**Try it**
Keeping every character intact, repeat the whole listing.
================
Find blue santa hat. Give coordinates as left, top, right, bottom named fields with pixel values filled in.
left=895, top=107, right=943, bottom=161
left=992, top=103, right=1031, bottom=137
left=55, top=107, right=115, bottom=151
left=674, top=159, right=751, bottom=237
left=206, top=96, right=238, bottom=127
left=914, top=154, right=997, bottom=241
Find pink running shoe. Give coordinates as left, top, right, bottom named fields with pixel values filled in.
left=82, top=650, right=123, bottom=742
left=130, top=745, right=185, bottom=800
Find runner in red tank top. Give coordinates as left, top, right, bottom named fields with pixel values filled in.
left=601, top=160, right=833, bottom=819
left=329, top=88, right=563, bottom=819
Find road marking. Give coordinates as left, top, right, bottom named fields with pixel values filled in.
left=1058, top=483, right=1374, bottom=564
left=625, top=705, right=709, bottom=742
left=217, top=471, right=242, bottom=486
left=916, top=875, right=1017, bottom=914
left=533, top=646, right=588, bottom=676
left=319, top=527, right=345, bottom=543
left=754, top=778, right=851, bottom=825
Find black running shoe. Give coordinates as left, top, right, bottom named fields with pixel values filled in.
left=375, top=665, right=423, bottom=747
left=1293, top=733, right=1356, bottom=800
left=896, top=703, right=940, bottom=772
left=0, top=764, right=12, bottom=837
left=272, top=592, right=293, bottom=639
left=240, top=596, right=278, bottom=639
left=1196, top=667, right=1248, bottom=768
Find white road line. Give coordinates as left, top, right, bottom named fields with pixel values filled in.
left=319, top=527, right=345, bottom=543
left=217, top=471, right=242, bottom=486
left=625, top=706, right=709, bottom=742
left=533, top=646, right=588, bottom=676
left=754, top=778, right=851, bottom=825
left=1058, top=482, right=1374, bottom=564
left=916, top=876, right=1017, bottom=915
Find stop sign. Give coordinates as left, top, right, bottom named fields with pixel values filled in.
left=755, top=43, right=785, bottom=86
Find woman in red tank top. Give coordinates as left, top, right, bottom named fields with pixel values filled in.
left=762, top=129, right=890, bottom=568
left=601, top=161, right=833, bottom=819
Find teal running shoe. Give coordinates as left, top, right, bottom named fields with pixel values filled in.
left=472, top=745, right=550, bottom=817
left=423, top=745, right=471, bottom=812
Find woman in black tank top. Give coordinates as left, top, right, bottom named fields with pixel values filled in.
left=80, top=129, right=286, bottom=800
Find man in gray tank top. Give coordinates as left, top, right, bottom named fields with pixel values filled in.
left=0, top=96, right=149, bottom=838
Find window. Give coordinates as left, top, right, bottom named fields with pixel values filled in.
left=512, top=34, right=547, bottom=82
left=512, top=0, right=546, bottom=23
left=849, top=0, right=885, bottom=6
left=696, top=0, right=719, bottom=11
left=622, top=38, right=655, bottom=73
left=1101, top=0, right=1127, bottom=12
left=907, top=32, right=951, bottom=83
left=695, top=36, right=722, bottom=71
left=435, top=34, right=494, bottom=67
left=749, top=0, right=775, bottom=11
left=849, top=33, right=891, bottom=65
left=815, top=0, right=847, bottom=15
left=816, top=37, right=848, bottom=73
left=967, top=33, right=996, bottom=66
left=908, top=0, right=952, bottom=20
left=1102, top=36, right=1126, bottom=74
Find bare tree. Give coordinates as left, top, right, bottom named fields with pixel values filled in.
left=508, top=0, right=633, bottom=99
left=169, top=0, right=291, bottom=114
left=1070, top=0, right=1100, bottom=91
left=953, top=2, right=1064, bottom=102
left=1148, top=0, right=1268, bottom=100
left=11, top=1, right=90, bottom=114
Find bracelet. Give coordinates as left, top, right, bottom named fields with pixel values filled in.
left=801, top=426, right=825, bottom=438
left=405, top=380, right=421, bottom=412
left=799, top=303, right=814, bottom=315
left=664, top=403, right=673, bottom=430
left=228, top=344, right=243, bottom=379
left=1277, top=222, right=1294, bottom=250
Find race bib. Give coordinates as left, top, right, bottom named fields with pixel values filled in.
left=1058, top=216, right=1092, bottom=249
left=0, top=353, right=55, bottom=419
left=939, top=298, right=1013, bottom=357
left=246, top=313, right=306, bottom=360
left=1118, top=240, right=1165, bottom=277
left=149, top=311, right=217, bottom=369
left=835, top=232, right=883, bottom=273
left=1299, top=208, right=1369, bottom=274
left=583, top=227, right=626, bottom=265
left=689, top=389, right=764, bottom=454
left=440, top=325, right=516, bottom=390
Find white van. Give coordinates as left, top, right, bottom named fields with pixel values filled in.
================
**Response for this exercise**
Find blue santa hat. Give coordinates as left, top, right, bottom named fields with pixel values filled in.
left=895, top=107, right=943, bottom=161
left=992, top=103, right=1031, bottom=137
left=55, top=107, right=115, bottom=151
left=674, top=159, right=751, bottom=237
left=206, top=96, right=238, bottom=127
left=914, top=154, right=997, bottom=241
Find pink running shoe. Give coordinates as left, top, right, bottom named fields with pixel values filled in.
left=82, top=650, right=123, bottom=742
left=130, top=745, right=185, bottom=800
Find runner in red tank top. Give coordinates as left, top, right, bottom named fields with pixel values filled in.
left=601, top=160, right=833, bottom=819
left=329, top=88, right=563, bottom=819
Find road marking. Give coordinates as left, top, right, bottom named fields with pixel values filled in.
left=1058, top=483, right=1374, bottom=564
left=625, top=705, right=709, bottom=742
left=217, top=471, right=242, bottom=486
left=916, top=875, right=1017, bottom=914
left=533, top=646, right=588, bottom=676
left=319, top=527, right=345, bottom=543
left=754, top=778, right=851, bottom=825
Find black running shoe. Give coordinates as left, top, right, bottom named fields with pixel values filled in.
left=375, top=665, right=423, bottom=747
left=1293, top=733, right=1356, bottom=800
left=896, top=703, right=940, bottom=772
left=0, top=764, right=12, bottom=837
left=272, top=592, right=293, bottom=639
left=240, top=596, right=278, bottom=639
left=1196, top=667, right=1248, bottom=768
Find white road line. Give coordinates as left, top, right, bottom named fields with pixel values filled in.
left=319, top=527, right=345, bottom=543
left=217, top=471, right=242, bottom=486
left=625, top=706, right=709, bottom=742
left=533, top=646, right=588, bottom=676
left=754, top=778, right=851, bottom=825
left=1058, top=482, right=1374, bottom=564
left=916, top=876, right=1017, bottom=915
Find stop sign. Give coordinates as left, top, right, bottom named fields with pixel values filled in.
left=755, top=43, right=785, bottom=86
Find woman in red tank top. Give coordinates as left, top, right, bottom named fields with pixel values filled in.
left=762, top=129, right=890, bottom=568
left=601, top=161, right=833, bottom=819
Find teal running shoe. Give coordinates as left, top, right, bottom named fields with pixel values filled in.
left=472, top=745, right=550, bottom=817
left=423, top=745, right=471, bottom=812
Find woman in black tank top. Give coordinates as left, top, right, bottom named fields with pixel values filled in.
left=80, top=129, right=286, bottom=800
Find man in gray tank top. Give coordinates as left, top, right, bottom named fields with pixel values filled in.
left=0, top=96, right=149, bottom=838
Find window. Give coordinates as left, top, right, bottom named fields with pixel values filled in.
left=512, top=34, right=547, bottom=82
left=512, top=0, right=546, bottom=23
left=849, top=0, right=885, bottom=6
left=696, top=0, right=719, bottom=11
left=622, top=38, right=655, bottom=73
left=1101, top=0, right=1127, bottom=12
left=907, top=32, right=951, bottom=83
left=695, top=36, right=722, bottom=71
left=435, top=34, right=494, bottom=67
left=749, top=0, right=775, bottom=11
left=849, top=33, right=891, bottom=65
left=815, top=0, right=847, bottom=15
left=816, top=37, right=848, bottom=73
left=967, top=33, right=996, bottom=66
left=908, top=0, right=952, bottom=20
left=1102, top=36, right=1126, bottom=74
Find bare tree. Give coordinates as left, top, right, bottom named fields with pixel values filled in.
left=508, top=0, right=633, bottom=99
left=169, top=0, right=291, bottom=114
left=1070, top=0, right=1100, bottom=91
left=953, top=2, right=1064, bottom=102
left=1148, top=0, right=1268, bottom=100
left=11, top=1, right=90, bottom=114
Find bracelet. Give coordinates as left, top, right, bottom named fields with pixel values filled in.
left=801, top=426, right=825, bottom=438
left=405, top=380, right=421, bottom=412
left=799, top=303, right=814, bottom=315
left=664, top=403, right=673, bottom=430
left=228, top=344, right=243, bottom=379
left=1277, top=222, right=1294, bottom=250
Find race bib. Give coordinates as left, top, right, bottom named fields with pixel values filled in.
left=1058, top=216, right=1092, bottom=249
left=0, top=353, right=55, bottom=419
left=939, top=298, right=1013, bottom=357
left=246, top=313, right=306, bottom=360
left=1118, top=240, right=1165, bottom=277
left=149, top=311, right=217, bottom=369
left=835, top=232, right=883, bottom=273
left=1299, top=208, right=1369, bottom=274
left=583, top=227, right=626, bottom=265
left=689, top=389, right=764, bottom=454
left=440, top=325, right=516, bottom=390
Find white van. Give coordinates as left, top, right, bottom named fields with pixel values filled in.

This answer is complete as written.